◆ **Excerpt**
%%
In 2000, 453 open and 44 endovascular index procedures were performed. In contrast, by 2005, open index cases had decreased by 47.0% (239) and endovascular index cases had increased by 679.5% (299). Open abdominal aortic aneurysm repairs had decreased by 54.5% (68 vs 31), carotid endarterectomies by 28.8% (139 vs 99), suprainguinal arterial reconstructions by 47.5% (40 vs 21), infrainguinal arterial reconstructions by 56.5% (186 vs 81), and renal/visceral arterial reconstructions by 65.0% (20 vs 7). In 2005, 62 endovascular abdominal aortic aneurysm repairs and 45 carotid stents were performed, whereas none were performed in 2000. In addition, infrainguinal PTA/S had increased by 675.0% (12 vs 81) and suprainguinal PTA/S by 20.0% (20 vs 24).
Although the total number of procedures performed has remained relatively constant, there has been a dramatic increase in the number of endovascular procedures as well as an associated decline in the number of open procedures. This change in practice pattern has allowed the members of our division to maintain a significant role in the care of patients undergoing vascular surgery, as evidenced by stable overall procedural volume. This will provide a platform for future outcome-related analyses of open vs endovascular procedures performed within a single specialty group.
The use of the aortic homograft by Gross et al,1 Oudot,2,3 and Dubost et al4 in the mid-20th century began the modern era of vascular surgery. Development of fabric grafts by Voorhees et al5 and DeBakey et al6 allowed abdominal aortic aneurysm (AAA) repair to become routine. The pioneering work of Dos Santos7 and Leriche8 in endarterectomy formed the basis for successful treatment of arterial occlusive disease. Adaptation of Carrel's suturing technique to arterial bypass by Kunlin9 led to the treatment of infrainguinal occlusive disease using vein bypass. The landmark reconstructions of the carotid bifurcation by Eastcott et al10 and DeBakey11 in the 1950s made the treatment of extracranial carotid disease commonplace. These procedures established open surgical techniques as the gold standard for the treatment of peripheral vascular disease.
%%
◆ **Extracted information**
%%
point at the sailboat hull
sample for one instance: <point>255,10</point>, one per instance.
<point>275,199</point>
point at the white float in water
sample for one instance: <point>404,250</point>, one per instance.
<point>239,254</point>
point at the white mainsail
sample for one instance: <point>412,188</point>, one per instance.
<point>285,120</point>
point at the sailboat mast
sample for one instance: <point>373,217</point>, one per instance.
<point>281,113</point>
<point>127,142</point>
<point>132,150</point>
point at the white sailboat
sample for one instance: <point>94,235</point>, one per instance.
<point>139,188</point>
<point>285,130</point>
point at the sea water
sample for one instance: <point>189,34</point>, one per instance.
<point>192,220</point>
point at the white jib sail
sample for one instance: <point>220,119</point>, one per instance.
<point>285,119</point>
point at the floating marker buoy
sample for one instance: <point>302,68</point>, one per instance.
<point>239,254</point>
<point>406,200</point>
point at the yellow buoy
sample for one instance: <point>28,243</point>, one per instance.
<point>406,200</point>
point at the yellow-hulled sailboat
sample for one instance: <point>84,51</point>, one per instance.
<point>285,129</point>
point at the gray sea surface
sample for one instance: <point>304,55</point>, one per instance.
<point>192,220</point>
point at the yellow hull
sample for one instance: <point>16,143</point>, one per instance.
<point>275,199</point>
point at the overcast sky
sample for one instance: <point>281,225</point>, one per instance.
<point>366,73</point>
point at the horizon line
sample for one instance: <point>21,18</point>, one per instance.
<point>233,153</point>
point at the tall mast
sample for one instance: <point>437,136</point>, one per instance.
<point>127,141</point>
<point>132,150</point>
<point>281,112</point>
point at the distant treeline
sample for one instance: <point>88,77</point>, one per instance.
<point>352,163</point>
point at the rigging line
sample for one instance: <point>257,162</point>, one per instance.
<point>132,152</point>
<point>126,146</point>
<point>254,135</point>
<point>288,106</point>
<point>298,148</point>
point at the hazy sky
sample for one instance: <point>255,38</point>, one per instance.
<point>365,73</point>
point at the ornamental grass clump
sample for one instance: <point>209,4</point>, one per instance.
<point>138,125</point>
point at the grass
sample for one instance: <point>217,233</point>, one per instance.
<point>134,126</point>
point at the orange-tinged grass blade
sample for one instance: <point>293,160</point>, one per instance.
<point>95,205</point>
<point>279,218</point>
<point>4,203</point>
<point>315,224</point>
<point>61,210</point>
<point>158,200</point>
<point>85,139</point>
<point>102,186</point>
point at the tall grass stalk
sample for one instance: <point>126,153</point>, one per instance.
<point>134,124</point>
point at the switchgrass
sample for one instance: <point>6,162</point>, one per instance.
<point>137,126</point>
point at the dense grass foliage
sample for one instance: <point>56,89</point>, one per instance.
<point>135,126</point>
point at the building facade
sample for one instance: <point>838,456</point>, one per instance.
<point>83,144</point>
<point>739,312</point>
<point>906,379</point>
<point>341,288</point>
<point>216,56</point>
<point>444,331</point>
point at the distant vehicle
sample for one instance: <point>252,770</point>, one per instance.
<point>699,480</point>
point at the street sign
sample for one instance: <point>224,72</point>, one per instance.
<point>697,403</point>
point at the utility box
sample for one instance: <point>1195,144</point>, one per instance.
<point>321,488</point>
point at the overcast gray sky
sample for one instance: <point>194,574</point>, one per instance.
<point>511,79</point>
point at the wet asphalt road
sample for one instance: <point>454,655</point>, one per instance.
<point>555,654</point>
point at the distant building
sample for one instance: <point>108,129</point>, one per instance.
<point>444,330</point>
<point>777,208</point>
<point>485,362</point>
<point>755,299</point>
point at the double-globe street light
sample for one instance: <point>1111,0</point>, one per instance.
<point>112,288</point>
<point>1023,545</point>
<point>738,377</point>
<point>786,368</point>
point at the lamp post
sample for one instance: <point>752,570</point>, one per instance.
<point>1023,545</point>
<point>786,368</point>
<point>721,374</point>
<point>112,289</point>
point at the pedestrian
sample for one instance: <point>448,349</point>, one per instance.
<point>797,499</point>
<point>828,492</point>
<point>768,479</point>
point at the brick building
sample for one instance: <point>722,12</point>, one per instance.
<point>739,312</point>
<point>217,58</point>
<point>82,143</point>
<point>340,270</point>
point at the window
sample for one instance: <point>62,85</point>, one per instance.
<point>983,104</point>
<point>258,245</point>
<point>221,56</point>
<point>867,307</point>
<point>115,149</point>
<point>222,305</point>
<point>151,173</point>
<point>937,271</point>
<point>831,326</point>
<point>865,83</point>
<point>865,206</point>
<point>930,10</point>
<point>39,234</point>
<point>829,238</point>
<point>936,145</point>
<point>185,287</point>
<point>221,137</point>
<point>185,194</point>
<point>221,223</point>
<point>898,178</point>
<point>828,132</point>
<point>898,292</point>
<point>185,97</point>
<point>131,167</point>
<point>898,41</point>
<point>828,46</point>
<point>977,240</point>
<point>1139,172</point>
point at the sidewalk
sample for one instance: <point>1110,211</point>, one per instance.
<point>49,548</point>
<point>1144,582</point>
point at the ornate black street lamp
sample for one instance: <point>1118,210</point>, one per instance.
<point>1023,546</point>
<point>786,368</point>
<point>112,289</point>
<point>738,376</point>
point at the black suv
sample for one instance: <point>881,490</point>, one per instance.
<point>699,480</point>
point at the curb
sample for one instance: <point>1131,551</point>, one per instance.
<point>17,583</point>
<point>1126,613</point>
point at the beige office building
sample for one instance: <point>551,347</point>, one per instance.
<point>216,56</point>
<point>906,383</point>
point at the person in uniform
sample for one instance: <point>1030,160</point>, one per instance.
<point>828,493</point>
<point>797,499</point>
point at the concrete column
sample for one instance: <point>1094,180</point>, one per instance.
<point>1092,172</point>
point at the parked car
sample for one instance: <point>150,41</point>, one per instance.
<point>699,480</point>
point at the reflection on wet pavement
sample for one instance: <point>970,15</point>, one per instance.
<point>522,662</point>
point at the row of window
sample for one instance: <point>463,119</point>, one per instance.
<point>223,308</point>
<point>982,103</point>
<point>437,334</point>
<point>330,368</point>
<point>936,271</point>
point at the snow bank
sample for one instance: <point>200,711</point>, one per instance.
%%
◆ **Tasks and exercises**
**A.** Decide whether each statement agrees with the vascular surgery passage: (i) by 2005, open index cases had fallen by 47.0%; (ii) carotid stents were already being performed in 2000; (iii) the total number of procedures performed has remained relatively constant. For each, answer yes or no and quote the words of the passage that settle it.
**B.** Supply the next paragraph of the vascular surgery passage, starting after its final sentence.
The data play no part in what follows and can be left aside.

◆ **Outputs by task**
**A.**
(i) Yes: "by 2005, open index cases had decreased by 47.0% (239)"
(ii) No: "In 2005, 62 endovascular abdominal aortic aneurysm repairs and 45 carotid stents were performed, whereas none were performed in 2000."
(iii) Yes: "the total number of procedures performed has remained relatively constant"

**B.**
More than 50 years ago, Seldinger12 developed the technique of femoral artery catheterization used today. In 1964, Dotter and Judkins13 performed the first successful arterial dilatation. Ten years later, Gruntzig14 created the modern angioplasty catheter. In 1990, Palmaz et al15 published their initial experience with the deployment of balloon expandable stents, ushering in the modern era of endovascular management of arterial disease. Researchers such as Fogarty et al,16 Greenfield et al,17 and Parodi et al18 have played significant roles in the minimally invasive treatment of arterial embolus, pulmonary embolism, and aortic aneurysm. However, those in disciplines other than vascular surgery have advanced most developments in the endoluminal treatment of arterial disease. With the ever-increasing demand for minimally invasive procedures, members of our vascular surgery division retrained to develop catheter-based skills. In 2000, we began to perform minimally invasive vascular procedures.19 This article describes the evolution of our practice during the ensuing 5 years.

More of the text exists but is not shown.